-- Page excerpt start --

MADISON, Wis. (AP) — Nearly 100,000 Wisconsin voters identified as potentially having moved since the fall of 2019 are being mailed post cards from the state Elections Commission this week telling them how to ensure their registration address is up to date.

The mailing is the first since the Wisconsin Supreme Court ruled in April that the commission should not deactivate the registration of anyone identified as potentially having moved. Local election clerks can remove voters from the rolls, but they must first give them notice in writing 30 days ahead of taking that action.

State law requires voters who move, even to a different apartment within the same building, to reregister to vote at their new address before the next time they vote. Voters can also register at their current address at the polls on Election Day.

The mailing sent to about 97,700 voters identified as potentially having moved tells them how to update their voter registration if they have moved, or how to confirm that they have not moved.

Bringing an address up to date can be done online, by mail, in the local election clerk’s office or at the polls.

“We want voters to be prepared for elections in 2022,” Meagan Wolfe, Wisconsin’s chief elections official, said Wednesday. “This mailing is designed to help people who may have moved within Wisconsin make sure they’re ready to vote next year. It will not keep anyone who is eligible from voting.”

The Elections Commission plans to send the mailing quarterly, with the next sets going out in September and December. It had been sending them every two years, but decided in June to send them more frequently to make the process more manageable for clerks.

-- Page excerpt end --

Copy out the news report about Wisconsin's voter address mailing word for word, in full.

-- Given data start --

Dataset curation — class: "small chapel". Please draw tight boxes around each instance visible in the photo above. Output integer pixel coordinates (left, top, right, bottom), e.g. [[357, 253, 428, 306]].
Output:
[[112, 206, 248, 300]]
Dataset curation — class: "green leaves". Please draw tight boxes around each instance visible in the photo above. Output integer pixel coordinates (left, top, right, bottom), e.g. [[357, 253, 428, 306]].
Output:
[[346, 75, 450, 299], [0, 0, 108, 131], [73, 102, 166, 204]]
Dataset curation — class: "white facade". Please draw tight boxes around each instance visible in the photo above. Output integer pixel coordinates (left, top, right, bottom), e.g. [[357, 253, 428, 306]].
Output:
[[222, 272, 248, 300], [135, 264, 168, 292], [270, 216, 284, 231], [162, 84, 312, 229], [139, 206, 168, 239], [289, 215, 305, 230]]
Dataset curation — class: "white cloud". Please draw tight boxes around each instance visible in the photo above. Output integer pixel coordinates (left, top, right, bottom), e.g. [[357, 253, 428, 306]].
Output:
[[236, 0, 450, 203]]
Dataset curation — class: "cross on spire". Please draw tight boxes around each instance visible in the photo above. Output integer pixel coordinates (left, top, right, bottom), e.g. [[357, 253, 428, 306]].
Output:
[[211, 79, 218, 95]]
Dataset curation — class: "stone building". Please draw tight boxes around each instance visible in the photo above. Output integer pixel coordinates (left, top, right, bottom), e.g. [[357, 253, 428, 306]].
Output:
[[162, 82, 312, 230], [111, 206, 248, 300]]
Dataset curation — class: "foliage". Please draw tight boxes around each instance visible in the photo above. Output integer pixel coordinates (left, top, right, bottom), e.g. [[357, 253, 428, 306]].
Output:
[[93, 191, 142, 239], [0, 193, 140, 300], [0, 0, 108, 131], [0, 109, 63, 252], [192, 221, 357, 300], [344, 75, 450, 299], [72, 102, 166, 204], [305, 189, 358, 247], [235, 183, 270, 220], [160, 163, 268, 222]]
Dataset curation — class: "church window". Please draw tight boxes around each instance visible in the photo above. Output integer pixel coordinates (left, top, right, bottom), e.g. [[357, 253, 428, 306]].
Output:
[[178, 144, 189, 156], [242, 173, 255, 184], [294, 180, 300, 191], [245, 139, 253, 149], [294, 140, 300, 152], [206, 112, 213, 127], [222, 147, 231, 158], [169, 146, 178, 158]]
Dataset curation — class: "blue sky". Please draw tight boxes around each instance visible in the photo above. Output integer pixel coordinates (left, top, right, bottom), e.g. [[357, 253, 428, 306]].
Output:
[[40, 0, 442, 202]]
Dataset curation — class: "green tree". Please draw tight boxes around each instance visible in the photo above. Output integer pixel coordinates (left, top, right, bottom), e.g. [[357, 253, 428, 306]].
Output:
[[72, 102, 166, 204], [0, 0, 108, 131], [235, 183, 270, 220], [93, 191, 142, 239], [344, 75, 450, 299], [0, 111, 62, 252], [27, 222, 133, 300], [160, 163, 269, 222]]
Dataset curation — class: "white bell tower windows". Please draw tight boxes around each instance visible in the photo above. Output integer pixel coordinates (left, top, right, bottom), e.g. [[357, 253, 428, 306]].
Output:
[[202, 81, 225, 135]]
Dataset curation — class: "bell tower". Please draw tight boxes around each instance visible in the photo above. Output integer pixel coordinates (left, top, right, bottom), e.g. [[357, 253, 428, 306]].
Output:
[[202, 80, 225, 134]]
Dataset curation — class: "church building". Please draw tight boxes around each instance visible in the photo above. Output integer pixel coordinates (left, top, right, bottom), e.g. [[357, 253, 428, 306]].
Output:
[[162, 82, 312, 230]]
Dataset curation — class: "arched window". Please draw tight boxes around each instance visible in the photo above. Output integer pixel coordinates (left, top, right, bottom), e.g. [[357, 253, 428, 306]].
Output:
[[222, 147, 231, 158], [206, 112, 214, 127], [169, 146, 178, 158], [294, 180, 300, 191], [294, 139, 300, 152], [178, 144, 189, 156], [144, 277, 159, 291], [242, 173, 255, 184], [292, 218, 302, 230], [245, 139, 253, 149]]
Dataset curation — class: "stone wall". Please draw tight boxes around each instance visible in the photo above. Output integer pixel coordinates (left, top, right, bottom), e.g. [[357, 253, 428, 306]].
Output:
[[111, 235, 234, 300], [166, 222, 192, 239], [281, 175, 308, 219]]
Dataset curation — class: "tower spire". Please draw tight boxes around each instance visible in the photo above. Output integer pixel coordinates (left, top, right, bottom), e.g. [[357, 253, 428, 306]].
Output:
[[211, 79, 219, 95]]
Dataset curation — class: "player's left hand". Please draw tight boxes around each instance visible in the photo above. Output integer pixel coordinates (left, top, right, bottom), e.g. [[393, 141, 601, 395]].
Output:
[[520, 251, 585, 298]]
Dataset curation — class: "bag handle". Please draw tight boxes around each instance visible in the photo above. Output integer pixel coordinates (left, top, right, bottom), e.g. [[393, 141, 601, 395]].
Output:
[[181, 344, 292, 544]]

-- Given data end --

## [Response to this exercise]
MADISON, Wis. (AP) — Nearly 100,000 Wisconsin voters identified as potentially having moved since the fall of 2019 are being mailed post cards from the state Elections Commission this week telling them how to ensure their registration address is up to date.

The mailing is the first since the Wisconsin Supreme Court ruled in April that the commission should not deactivate the registration of anyone identified as potentially having moved. Local election clerks can remove voters from the rolls, but they must first give them notice in writing 30 days ahead of taking that action.

State law requires voters who move, even to a different apartment within the same building, to reregister to vote at their new address before the next time they vote. Voters can also register at their current address at the polls on Election Day.

The mailing sent to about 97,700 voters identified as potentially having moved tells them how to update their voter registration if they have moved, or how to confirm that they have not moved.

Bringing an address up to date can be done online, by mail, in the local election clerk’s office or at the polls.

“We want voters to be prepared for elections in 2022,” Meagan Wolfe, Wisconsin’s chief elections official, said Wednesday. “This mailing is designed to help people who may have moved within Wisconsin make sure they’re ready to vote next year. It will not keep anyone who is eligible from voting.”

The Elections Commission plans to send the mailing quarterly, with the next sets going out in September and December. It had been sending them every two years, but decided in June to send them more frequently to make the process more manageable for clerks.